Exercise goal: Transcribe the lines below verbatim, skipping the images.
○ ○ ○ ○ ○
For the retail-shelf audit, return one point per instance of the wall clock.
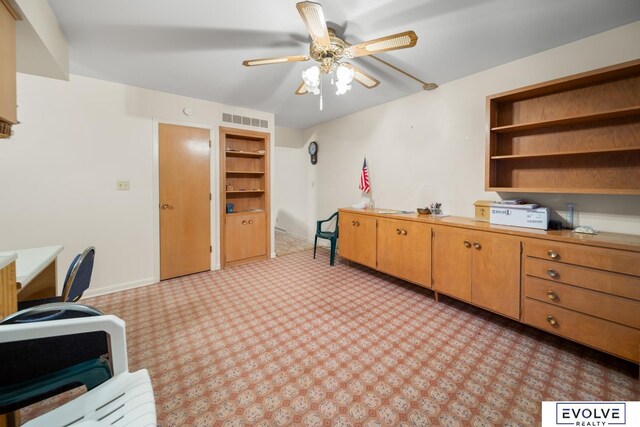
(313, 151)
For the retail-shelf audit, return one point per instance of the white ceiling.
(196, 47)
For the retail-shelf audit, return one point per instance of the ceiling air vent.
(246, 121)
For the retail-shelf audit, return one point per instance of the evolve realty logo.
(590, 414)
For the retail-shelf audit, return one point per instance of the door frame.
(213, 188)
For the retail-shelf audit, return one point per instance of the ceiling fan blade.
(316, 24)
(365, 79)
(383, 44)
(278, 60)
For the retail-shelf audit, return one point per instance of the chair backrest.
(78, 276)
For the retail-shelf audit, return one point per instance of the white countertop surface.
(6, 258)
(30, 262)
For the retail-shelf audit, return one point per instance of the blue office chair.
(34, 370)
(76, 281)
(330, 235)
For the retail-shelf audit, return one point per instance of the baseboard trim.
(119, 287)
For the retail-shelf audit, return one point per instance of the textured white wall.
(430, 146)
(58, 173)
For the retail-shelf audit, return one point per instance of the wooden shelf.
(244, 164)
(566, 153)
(244, 153)
(568, 190)
(244, 173)
(584, 118)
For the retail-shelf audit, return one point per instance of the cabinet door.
(235, 240)
(496, 273)
(404, 250)
(358, 239)
(256, 235)
(452, 252)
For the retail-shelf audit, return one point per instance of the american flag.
(364, 178)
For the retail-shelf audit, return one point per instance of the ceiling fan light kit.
(328, 50)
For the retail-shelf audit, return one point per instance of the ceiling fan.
(329, 51)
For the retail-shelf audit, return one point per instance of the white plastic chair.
(124, 400)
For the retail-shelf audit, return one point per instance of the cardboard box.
(518, 217)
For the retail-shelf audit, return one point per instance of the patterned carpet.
(287, 243)
(292, 341)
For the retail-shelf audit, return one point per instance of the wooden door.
(496, 273)
(415, 263)
(452, 262)
(347, 240)
(256, 235)
(365, 249)
(185, 218)
(358, 238)
(404, 250)
(389, 245)
(235, 237)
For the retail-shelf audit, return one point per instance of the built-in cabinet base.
(584, 288)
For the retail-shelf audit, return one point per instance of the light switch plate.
(122, 185)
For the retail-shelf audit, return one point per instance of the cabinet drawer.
(604, 306)
(600, 258)
(616, 339)
(597, 280)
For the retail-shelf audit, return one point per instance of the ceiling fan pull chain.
(321, 92)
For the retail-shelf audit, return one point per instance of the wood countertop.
(628, 242)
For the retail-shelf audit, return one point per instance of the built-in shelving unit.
(244, 189)
(578, 134)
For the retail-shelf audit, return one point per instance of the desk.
(35, 271)
(25, 274)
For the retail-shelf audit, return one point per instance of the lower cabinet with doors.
(357, 241)
(401, 248)
(404, 250)
(584, 288)
(478, 267)
(246, 237)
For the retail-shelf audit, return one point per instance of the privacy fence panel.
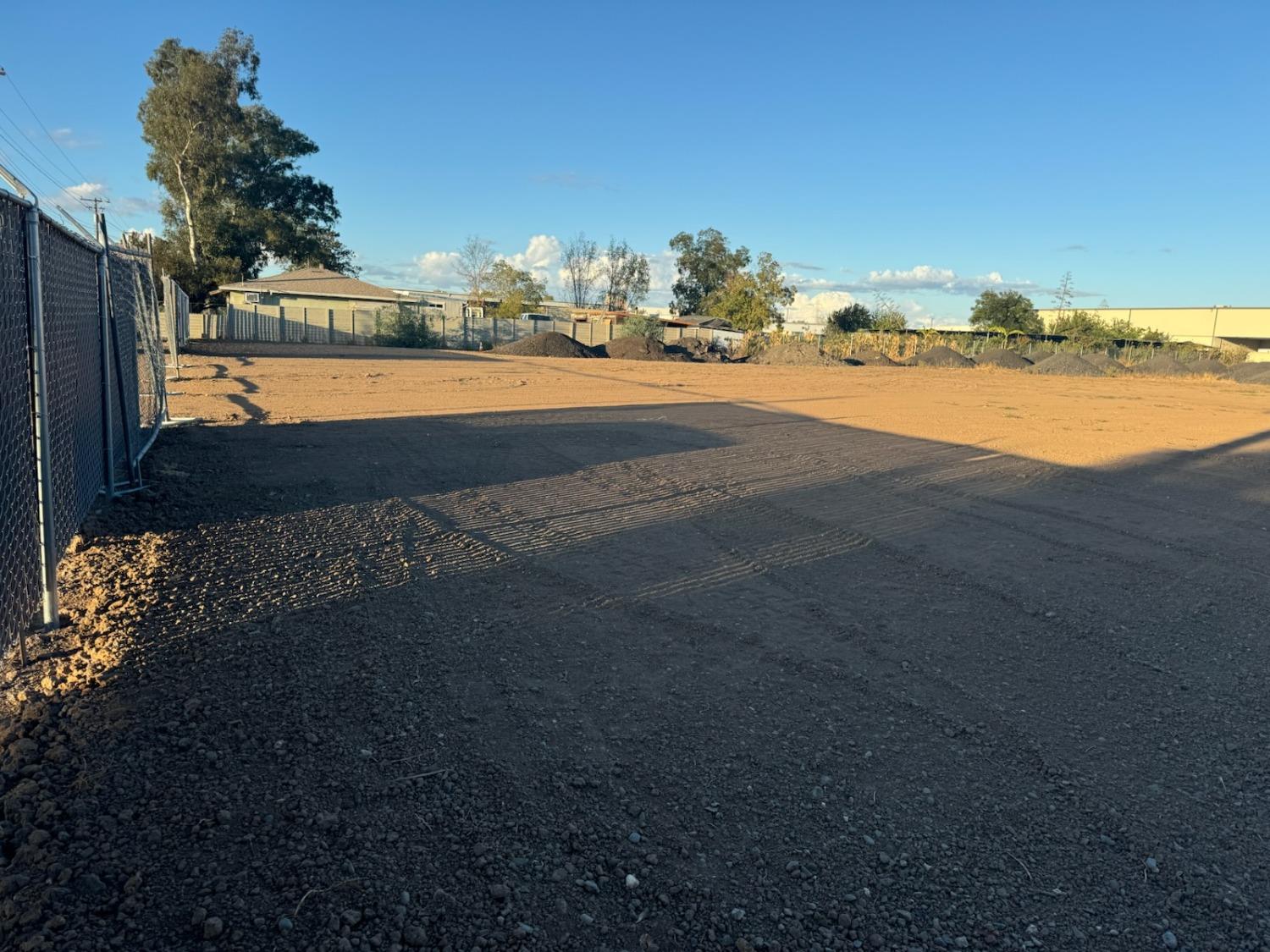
○ ○ ○ ○ ○
Result of the task:
For the retail-shelf audit, return one point per instance of the wall clock.
(313, 151)
For the retail-shelf audit, return one point per instance of the white ceiling.
(196, 47)
For the retail-shelf audit, return one point per instance of the ceiling air vent.
(246, 121)
For the retail-shelf audit, return one point per instance of the evolve realty logo.
(590, 414)
For the retail-shelf audit, return one point per instance of the door frame.
(213, 188)
For the retail-shelf audit, return one point per instance of the ceiling fan blade.
(316, 24)
(365, 79)
(383, 44)
(278, 60)
For the retail-shelf audit, return one point per instance of the chair backrest.
(78, 276)
For the retail-shelf audit, return one point per instance of the white countertop surface.
(6, 258)
(30, 262)
For the retail-shelf audit, return one point per instance of the blue office chair.
(34, 370)
(76, 281)
(330, 235)
For the retail-shelf audit, return one point per instance of the baseboard trim.
(119, 287)
For the retail-shelf audit, return one point per instance of the textured white wall.
(430, 146)
(58, 173)
For the retail-shelf audit, return one point per instance of the wooden shelf.
(244, 164)
(566, 153)
(244, 153)
(568, 190)
(244, 173)
(584, 118)
For the retail-shelf audit, return one point per instance of the cabinet door.
(235, 240)
(496, 273)
(404, 250)
(358, 239)
(256, 235)
(452, 252)
For the retail-shelf audit, return one point per instance of the american flag.
(364, 178)
For the retail-shelf audit, return one point per instance of the ceiling fan light kit.
(328, 50)
For the retail-shelf audit, return one point per instance of the ceiling fan.
(329, 51)
For the retail-shelf audit, return one point per instance of the white plastic chair.
(124, 400)
For the retail-shelf audit, return one point per instance of the cardboard box.
(518, 217)
For the retail-shelf audit, return one point per instance of the patterned carpet.
(287, 243)
(292, 341)
For the retail-shelf audit, return one point per instance of the wooden door.
(496, 273)
(415, 263)
(452, 262)
(347, 240)
(256, 235)
(365, 249)
(185, 218)
(358, 238)
(404, 250)
(389, 245)
(235, 237)
For the retail-shelf audit, return one point per instance of the built-in cabinet base.
(584, 288)
For the retail-shelf audit, return one point per instance of the light switch plate.
(122, 185)
For the retail-shelf audit, return one point per instance of the cabinet drawer.
(604, 306)
(600, 258)
(616, 339)
(597, 280)
For the retail-shelf audit, return one point per instance of the ceiling fan pull chain.
(321, 92)
For the retail-shelf audit, return one point per instance of the wood countertop.
(628, 242)
For the retail-shelf audit, return one point per instance of the built-in shelving unit.
(244, 189)
(578, 134)
For the retail-shelf audit, return one point per instance of the desk.
(35, 271)
(25, 274)
For the retail-shelf audit, return one point per instance of the lower cabinet with doors.
(357, 241)
(401, 248)
(404, 250)
(584, 288)
(478, 267)
(246, 237)
For the retail-shelf audit, return one point per instance of the privacy fence panel.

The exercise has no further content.